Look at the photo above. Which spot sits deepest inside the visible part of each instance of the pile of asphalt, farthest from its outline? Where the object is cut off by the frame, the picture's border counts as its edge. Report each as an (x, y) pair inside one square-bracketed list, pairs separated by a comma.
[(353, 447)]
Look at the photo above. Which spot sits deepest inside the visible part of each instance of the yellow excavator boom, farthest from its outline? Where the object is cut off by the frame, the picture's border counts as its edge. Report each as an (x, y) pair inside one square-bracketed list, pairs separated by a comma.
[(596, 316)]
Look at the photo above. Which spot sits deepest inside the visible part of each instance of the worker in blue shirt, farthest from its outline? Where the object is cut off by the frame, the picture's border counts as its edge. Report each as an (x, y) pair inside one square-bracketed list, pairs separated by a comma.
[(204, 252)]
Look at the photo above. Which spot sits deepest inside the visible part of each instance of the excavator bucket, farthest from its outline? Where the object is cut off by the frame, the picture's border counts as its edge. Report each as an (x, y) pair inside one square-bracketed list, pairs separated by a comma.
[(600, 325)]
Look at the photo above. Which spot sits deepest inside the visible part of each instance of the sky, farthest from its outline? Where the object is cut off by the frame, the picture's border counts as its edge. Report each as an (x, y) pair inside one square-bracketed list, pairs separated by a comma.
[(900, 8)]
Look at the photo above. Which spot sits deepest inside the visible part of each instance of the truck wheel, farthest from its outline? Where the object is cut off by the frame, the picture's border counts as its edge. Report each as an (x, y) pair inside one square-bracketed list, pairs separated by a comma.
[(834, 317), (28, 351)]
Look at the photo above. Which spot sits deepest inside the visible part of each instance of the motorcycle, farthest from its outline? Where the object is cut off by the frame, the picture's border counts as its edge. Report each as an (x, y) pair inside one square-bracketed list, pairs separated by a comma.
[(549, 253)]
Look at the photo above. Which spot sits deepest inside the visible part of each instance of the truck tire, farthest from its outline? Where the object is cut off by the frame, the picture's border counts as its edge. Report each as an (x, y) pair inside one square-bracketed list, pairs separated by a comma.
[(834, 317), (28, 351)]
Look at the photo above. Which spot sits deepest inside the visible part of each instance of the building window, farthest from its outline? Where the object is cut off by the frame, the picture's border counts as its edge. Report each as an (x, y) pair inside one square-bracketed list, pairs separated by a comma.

+ + +

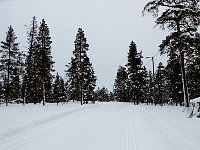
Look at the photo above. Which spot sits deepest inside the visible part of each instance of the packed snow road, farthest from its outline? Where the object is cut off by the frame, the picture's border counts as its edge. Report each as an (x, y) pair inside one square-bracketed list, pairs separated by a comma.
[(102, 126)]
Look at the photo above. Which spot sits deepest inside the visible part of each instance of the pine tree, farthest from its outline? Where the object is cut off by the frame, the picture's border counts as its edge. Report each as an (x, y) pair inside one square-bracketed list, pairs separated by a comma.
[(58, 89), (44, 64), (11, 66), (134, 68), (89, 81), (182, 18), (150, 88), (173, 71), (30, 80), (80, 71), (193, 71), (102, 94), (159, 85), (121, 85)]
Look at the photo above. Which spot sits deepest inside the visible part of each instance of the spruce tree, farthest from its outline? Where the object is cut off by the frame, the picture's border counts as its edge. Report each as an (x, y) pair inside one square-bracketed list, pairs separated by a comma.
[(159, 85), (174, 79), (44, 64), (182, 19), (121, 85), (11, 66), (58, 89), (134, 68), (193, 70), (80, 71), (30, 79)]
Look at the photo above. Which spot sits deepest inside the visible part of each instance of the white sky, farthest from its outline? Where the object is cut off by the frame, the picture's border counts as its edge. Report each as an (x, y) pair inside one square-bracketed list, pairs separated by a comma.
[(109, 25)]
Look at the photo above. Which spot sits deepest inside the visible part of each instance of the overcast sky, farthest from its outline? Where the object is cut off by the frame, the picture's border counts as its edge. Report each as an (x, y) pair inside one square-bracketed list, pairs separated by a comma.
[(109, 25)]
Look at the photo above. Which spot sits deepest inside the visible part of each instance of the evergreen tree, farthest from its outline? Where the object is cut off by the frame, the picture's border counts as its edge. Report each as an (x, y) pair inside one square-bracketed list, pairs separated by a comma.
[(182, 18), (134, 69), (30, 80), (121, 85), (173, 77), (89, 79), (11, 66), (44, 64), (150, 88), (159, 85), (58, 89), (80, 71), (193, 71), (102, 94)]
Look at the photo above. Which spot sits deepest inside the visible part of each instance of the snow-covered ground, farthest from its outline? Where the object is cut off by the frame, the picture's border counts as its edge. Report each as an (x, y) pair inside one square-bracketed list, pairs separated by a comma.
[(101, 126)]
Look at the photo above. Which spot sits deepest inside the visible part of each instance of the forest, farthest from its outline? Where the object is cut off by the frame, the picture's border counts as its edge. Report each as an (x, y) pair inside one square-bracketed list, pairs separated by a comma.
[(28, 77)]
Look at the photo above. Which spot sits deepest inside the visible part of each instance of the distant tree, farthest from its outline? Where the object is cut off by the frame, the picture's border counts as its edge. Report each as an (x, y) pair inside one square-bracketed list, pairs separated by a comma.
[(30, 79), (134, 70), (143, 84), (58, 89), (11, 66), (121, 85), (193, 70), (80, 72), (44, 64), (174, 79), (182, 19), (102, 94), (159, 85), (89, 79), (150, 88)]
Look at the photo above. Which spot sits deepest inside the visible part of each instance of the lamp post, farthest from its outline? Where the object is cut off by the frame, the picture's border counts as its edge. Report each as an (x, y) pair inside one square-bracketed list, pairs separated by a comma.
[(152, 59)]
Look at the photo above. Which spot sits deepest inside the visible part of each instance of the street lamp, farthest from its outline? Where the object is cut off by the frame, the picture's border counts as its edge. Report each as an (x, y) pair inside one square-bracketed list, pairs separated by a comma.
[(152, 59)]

+ + +

-- Task to carry out --
Find every line in the material above that contains the string "lamp", and copy each of those lines out in full.

-- Completed task --
Look at the photo above. Which spot sits deepest inside the visible part of each instance of the lamp post, farthest from its outline? Where the object is cut off by the frame, the picture's border counts as its edge. Report each as an (x, y) pair inside one square-bracketed list, pairs separated by a comma.
Look at the photo above. Which spot sits deepest inside the visible part of each instance of the street lamp, farthest from its outline? Where the object is cut off by the frame, the picture's border counts as its edge. Report each as an (x, y) pair inside one square-bracketed list, pairs separated by a comma.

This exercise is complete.